* [Исходный текст]
- - -

Муссолини говорил о тоталитаризме как тотальной, всеобъемлющей власти над одним и каждым. До печёнок контролировать. Скорее всего, он был искренен, но действовал иначе, и не он один. Тоталитаризм не в тотальном власти над одним, а в тотальной власти одного. Это почувствовал Орвелл, у которого тоталитаризм осуществляет не коллегия, а единица.
Об этом абсолютно откровенно и нагло писал Ленин за 10 лет до Муссолини:
«Беспрекословное подчинение единой воле безусловно необходимо».
«Задача партии коммунистов встать во главе истомлённой и устало ищущей выхода массы, повести ее по пути согласования задач митингования об условиях работы и задач беспрекословного повиновения воле советского руководителя, диктатора во время работы».
Согласовать митингование об условиях и безусловное повиновение.
«Надо научиться соединять вместе бурный, бьющий весенним половодьем, выходящий из всех берегов митинговый демократизм масс с железной дисциплиной во время труда, с беспрекословным повиновением воле одного лица — советского руководителя».

- - -

* [Исследуемые данные]

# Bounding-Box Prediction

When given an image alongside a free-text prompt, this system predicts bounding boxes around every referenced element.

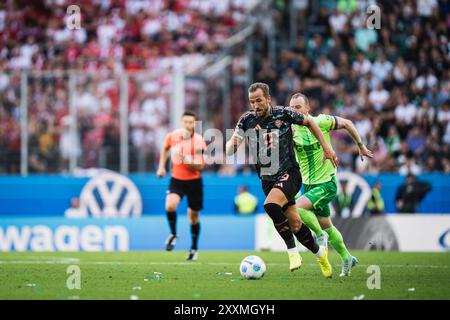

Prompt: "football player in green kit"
[289,93,372,277]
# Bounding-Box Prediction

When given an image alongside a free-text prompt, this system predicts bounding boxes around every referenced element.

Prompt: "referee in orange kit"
[157,111,206,260]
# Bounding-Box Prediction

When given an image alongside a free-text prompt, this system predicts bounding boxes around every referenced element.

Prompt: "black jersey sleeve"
[283,107,305,125]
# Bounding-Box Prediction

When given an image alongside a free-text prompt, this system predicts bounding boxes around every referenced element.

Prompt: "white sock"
[316,246,324,258]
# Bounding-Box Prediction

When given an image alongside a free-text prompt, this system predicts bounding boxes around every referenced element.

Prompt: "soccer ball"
[239,256,266,280]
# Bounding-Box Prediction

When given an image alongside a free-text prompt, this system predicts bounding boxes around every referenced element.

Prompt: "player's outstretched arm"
[335,117,373,161]
[303,117,338,167]
[156,134,170,177]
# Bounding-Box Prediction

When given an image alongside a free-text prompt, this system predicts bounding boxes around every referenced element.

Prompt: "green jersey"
[292,114,337,185]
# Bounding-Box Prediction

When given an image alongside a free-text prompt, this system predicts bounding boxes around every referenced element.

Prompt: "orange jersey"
[164,130,206,180]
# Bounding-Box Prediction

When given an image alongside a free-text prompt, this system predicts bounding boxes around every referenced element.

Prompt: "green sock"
[324,226,350,260]
[297,208,323,237]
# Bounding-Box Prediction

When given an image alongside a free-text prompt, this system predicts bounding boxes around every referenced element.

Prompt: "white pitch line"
[0,259,450,269]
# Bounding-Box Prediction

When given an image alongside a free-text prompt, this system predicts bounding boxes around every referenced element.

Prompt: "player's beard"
[255,105,269,118]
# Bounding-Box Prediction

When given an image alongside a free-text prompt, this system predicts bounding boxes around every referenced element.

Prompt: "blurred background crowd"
[0,0,450,175]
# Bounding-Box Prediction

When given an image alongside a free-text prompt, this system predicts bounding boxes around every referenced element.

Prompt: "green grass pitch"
[0,251,450,300]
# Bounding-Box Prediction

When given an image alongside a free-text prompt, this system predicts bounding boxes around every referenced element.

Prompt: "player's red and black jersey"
[236,106,304,181]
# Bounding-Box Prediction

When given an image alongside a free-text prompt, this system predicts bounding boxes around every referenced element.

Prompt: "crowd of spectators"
[255,0,450,175]
[0,0,450,175]
[0,0,257,173]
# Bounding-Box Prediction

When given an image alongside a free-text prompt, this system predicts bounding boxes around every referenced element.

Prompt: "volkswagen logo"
[80,171,142,218]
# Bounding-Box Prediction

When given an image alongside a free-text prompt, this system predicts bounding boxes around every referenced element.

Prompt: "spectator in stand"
[367,181,384,215]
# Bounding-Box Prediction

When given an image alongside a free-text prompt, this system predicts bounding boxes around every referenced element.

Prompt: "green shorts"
[295,177,337,217]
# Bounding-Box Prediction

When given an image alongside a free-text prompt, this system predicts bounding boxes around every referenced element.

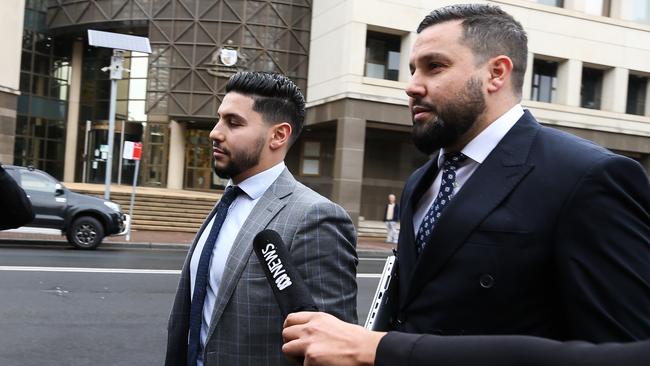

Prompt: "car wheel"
[66,216,104,249]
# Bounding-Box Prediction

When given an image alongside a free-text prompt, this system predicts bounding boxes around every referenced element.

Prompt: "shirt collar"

- - -

* [Условие задания]
Продолжите текст о тоталитаризме как власти одного человека, начав сразу после его последнего предложения.

* [Ответ к заданию]
Теоретически это разрешает демократию после работы. Практически это означает, что как работа будет рассматриваться всё, включая ночные развлечения. Так оно и произошло.
Система фрактальна, изоморфна и голографяяй. Один фюрер наверху проецируется вниз, в обер, убер, штурмбанфюреров, от генсека до секретаря парткома жэка, от президента до постового:
«Подчинение, и притом беспрекословное, единоличным распоряжениям советских руководителей, диктаторов, выбранных или назначенных, снабжённых диктаторскими полномочиями».
1918 год.
Другое дело, что единоличная «необъятная» (Ленин) власть давит на одного больше, чем власть коллектива, рода, коллегии. Давит именно тем, что у неё есть имя, лицо, глаза и нос.